***** Page excerpt

Earth: Planet of Altered States
Please RATE and FAVORITE, and view full screen 1080p. Natural and human-caused change captured in these extraordinary image sequences covering years and decades of time. Read about the individual sequences on:
http://earthobservatory.nasa.gov/Features/WorldOfChange/index.php
Earth is constantly changing. Some changes are a natural part of the climate system, such as the seasonal expansion and contraction of the Arctic sea ice pack. The responsibility for other changes, such as the Antarctic ozone hole, falls squarely on humanity’s shoulders. NASA’s World of Change series documents how our planet’s land, oceans, atmosphere, and Sun are changing over time.
Mt. St. Helens
The devastation of the May 18, 1980, eruption of Mt. St. Helens and the gradual recovery of the surrounding landscape is documented in this series of satellite images from 1979–2009.
Aral Sea
A massive irrigation project in the Kyzylkum Desert of central Asia has devastated the Aral Sea over the past 50 years. These images show the continued decline of the Southern Aral Sea in the past decade, as well as the first steps of recovery in the Northern Aral Sea in recent years.

**********
***** Entries supplied

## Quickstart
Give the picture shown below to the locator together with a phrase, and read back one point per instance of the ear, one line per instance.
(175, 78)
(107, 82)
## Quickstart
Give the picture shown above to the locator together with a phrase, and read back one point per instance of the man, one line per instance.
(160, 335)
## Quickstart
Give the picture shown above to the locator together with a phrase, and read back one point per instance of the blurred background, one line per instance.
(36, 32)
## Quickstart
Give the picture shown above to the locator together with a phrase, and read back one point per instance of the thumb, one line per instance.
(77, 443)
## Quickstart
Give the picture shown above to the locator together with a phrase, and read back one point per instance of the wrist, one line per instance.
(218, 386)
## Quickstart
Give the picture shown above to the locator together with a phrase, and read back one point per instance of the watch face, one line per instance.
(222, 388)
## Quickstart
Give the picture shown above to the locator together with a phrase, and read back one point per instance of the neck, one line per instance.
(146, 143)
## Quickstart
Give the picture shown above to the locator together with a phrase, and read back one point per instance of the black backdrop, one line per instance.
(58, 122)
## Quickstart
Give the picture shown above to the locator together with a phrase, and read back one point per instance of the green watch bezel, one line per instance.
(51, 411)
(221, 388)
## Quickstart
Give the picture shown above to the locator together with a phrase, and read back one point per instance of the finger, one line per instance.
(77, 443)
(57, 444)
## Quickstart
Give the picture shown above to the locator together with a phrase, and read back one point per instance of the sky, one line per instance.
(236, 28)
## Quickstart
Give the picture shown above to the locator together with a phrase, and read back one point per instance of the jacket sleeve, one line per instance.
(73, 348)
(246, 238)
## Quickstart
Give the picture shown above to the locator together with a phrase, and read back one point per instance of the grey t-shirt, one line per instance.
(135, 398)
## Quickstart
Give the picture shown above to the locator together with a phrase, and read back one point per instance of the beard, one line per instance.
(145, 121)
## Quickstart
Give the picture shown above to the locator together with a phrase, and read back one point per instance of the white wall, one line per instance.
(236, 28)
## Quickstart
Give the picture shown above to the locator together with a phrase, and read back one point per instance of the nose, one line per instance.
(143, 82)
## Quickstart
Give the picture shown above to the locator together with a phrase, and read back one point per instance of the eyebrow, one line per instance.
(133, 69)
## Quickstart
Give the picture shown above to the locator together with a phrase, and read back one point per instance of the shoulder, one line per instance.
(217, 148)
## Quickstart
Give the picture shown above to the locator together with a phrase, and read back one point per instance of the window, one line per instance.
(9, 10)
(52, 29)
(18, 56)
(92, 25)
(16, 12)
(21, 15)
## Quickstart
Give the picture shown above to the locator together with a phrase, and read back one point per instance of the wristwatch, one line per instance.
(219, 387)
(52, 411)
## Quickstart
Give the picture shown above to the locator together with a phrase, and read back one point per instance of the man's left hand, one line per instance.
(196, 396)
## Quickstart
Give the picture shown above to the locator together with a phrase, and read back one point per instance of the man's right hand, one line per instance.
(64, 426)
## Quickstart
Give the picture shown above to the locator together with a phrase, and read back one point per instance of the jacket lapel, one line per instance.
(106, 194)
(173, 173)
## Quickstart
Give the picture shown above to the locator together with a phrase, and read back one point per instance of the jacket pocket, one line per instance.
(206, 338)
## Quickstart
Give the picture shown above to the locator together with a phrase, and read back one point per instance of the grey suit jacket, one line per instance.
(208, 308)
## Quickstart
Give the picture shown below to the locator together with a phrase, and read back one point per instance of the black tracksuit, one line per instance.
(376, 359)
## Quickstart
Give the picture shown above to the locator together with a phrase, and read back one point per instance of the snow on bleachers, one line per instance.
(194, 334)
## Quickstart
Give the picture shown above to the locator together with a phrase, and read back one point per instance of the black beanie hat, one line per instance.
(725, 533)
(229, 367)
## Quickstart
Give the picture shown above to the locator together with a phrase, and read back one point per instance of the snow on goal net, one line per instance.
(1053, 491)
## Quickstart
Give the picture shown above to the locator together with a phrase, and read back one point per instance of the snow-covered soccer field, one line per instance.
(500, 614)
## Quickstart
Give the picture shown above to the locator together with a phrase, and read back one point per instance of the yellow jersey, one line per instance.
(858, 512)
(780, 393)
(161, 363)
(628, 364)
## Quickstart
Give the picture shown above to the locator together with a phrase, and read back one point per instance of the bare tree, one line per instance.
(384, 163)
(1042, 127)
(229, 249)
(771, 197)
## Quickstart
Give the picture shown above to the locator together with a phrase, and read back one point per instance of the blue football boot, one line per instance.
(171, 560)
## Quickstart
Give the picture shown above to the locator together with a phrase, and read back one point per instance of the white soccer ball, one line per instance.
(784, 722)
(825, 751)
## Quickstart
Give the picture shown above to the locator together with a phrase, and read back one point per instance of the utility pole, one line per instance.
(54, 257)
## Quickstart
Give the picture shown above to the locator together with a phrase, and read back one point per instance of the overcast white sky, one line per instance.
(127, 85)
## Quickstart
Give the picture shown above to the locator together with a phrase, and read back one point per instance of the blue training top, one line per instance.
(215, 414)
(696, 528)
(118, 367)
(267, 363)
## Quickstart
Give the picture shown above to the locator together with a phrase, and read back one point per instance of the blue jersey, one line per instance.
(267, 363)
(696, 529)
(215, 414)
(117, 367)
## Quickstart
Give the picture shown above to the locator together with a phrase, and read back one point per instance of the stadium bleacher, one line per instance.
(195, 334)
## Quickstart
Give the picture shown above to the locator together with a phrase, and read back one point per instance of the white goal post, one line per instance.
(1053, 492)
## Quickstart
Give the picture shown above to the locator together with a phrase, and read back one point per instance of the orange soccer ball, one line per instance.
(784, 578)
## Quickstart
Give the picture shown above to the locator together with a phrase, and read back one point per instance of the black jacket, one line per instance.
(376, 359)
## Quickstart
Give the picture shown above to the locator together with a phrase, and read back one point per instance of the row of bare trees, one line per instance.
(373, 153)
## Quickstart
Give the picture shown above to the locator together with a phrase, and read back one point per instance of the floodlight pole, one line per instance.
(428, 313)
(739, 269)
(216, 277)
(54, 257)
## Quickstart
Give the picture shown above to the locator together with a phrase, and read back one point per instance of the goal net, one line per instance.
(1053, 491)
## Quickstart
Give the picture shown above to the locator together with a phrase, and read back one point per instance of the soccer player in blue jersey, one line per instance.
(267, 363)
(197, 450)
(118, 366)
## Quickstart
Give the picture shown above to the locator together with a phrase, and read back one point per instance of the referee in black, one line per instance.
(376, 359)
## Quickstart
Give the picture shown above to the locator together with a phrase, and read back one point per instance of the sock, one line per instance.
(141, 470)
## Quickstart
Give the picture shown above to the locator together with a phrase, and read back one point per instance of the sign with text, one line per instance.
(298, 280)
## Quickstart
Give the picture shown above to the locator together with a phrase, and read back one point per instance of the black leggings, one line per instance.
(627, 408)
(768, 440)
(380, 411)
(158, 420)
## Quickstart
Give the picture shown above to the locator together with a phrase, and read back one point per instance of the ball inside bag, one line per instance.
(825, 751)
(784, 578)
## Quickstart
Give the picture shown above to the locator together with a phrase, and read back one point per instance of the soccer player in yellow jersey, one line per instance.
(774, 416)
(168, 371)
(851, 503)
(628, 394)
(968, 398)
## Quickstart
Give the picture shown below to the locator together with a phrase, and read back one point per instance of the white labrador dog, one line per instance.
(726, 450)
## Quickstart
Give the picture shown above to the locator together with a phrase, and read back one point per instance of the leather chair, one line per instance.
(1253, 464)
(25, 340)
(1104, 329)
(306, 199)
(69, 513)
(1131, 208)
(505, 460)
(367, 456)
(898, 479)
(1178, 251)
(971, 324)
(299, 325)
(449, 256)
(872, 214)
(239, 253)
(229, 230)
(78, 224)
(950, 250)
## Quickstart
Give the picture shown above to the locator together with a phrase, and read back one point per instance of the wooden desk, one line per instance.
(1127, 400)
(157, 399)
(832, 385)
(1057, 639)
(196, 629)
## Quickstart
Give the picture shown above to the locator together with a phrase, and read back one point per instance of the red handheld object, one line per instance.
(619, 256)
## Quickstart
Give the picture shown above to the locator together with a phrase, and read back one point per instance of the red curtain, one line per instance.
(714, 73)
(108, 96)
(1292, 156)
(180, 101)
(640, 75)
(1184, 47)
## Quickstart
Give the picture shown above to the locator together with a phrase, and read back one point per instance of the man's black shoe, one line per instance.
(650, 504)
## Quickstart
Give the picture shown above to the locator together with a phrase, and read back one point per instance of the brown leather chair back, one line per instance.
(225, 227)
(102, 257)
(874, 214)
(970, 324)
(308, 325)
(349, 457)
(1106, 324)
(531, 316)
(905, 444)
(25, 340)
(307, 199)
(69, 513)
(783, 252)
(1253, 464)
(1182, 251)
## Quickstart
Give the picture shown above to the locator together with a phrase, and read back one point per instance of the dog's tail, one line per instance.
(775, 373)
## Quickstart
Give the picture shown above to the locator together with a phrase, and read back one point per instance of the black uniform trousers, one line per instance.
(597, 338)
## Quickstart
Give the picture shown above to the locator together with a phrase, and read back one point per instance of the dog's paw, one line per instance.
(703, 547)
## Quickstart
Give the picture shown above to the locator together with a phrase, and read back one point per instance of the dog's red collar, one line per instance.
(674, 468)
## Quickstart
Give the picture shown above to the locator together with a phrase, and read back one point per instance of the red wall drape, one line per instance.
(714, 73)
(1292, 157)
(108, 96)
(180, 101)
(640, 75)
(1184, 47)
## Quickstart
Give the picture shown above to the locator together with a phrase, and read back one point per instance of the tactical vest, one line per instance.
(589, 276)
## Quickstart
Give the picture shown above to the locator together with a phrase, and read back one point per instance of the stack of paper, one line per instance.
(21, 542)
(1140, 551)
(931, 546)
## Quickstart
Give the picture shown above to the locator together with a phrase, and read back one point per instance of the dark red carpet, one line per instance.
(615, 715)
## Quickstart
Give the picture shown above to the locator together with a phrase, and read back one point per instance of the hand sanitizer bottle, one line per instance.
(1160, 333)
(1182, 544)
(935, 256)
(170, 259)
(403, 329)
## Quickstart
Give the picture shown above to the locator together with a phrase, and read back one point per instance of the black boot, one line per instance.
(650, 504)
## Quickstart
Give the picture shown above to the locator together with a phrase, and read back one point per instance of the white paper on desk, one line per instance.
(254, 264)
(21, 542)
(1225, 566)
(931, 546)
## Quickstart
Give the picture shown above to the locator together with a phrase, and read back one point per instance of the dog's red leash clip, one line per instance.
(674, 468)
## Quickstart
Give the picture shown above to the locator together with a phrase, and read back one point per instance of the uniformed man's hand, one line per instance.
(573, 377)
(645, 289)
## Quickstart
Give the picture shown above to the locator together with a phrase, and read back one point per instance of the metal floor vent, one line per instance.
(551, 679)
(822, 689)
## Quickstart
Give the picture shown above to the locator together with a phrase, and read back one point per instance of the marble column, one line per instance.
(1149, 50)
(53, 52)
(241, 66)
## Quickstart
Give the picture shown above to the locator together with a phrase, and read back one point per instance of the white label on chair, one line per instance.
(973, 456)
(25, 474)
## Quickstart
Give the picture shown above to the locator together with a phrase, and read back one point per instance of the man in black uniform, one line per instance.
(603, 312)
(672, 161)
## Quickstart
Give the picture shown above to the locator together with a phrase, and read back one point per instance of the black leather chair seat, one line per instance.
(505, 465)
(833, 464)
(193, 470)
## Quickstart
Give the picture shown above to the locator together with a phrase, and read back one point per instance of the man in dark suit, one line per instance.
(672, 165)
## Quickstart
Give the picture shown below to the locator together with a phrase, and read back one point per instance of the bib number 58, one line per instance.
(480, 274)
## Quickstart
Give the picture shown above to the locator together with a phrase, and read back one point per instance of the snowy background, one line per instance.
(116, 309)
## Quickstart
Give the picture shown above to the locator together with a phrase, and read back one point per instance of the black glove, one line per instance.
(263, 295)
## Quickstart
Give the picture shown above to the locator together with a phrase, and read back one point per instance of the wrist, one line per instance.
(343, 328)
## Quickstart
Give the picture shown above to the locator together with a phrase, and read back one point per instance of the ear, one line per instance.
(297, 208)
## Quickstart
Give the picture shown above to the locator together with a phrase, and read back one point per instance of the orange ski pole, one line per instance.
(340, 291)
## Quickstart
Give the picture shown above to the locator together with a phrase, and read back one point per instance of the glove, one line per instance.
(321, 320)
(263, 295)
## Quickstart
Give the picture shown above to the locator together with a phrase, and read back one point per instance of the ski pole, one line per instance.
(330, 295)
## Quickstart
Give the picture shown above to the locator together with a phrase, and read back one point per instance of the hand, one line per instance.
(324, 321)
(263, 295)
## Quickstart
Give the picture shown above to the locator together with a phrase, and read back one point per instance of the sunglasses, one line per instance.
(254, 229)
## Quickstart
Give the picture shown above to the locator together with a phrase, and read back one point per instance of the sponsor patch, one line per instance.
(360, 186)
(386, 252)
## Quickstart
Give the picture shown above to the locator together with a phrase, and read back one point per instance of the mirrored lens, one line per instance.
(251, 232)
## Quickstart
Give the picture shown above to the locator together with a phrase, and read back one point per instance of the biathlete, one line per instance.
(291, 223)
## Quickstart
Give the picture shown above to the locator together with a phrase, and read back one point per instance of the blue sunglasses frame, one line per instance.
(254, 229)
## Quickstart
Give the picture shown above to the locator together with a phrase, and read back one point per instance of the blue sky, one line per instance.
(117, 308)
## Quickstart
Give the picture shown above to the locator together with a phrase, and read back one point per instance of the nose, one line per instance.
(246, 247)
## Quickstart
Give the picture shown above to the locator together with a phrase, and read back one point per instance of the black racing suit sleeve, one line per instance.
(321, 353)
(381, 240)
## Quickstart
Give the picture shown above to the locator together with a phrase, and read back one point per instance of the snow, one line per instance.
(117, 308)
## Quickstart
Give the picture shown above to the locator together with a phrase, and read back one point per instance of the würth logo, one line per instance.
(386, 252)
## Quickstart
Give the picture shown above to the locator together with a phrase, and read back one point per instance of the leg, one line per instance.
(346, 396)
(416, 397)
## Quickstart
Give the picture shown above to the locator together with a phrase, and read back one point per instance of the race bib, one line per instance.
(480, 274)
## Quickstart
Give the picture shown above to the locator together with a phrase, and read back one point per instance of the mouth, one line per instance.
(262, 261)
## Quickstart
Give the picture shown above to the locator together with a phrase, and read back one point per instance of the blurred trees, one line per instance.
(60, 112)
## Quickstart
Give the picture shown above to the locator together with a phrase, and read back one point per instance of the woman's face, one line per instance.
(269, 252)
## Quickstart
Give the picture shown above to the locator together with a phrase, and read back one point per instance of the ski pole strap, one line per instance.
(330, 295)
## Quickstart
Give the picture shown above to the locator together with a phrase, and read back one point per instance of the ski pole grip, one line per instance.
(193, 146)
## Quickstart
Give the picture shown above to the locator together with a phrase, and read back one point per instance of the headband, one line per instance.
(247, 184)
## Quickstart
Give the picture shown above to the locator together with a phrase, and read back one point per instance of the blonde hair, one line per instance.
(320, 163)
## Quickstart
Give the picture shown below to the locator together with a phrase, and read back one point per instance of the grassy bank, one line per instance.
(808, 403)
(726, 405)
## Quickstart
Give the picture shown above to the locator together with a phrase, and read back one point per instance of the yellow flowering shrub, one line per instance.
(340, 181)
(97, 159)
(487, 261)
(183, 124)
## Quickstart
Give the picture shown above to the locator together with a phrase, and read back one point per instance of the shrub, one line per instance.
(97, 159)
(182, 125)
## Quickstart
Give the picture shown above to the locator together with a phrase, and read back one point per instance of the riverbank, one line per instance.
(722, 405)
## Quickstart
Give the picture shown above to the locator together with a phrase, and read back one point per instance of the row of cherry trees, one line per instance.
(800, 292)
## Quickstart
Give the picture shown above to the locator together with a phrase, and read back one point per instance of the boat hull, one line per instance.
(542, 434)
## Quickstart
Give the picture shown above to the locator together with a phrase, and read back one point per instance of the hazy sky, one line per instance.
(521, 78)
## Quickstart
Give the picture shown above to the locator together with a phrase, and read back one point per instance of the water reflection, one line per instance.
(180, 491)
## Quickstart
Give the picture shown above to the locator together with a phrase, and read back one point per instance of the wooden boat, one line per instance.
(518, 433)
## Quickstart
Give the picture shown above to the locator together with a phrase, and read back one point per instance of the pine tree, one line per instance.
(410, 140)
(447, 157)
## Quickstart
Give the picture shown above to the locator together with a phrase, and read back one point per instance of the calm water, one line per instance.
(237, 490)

**********

To be done:
1. On the page about Earth's changes, what is the date of the Mt. St. Helens eruption?
2. From the page about Earth's changes, quote the passage that begins at the words "Earth: Planet of" and stops after "images from 1979–2009.".

Solutions:
1. May 18, 1980

2.
Earth: Planet of Altered States
Please RATE and FAVORITE, and view full screen 1080p. Natural and human-caused change captured in these extraordinary image sequences covering years and decades of time. Read about the individual sequences on:
http://earthobservatory.nasa.gov/Features/WorldOfChange/index.php
Earth is constantly changing. Some changes are a natural part of the climate system, such as the seasonal expansion and contraction of the Arctic sea ice pack. The responsibility for other changes, such as the Antarctic ozone hole, falls squarely on humanity’s shoulders. NASA’s World of Change series documents how our planet’s land, oceans, atmosphere, and Sun are changing over time.
Mt. St. Helens
The devastation of the May 18, 1980, eruption of Mt. St. Helens and the gradual recovery of the surrounding landscape is documented in this series of satellite images from 1979–2009.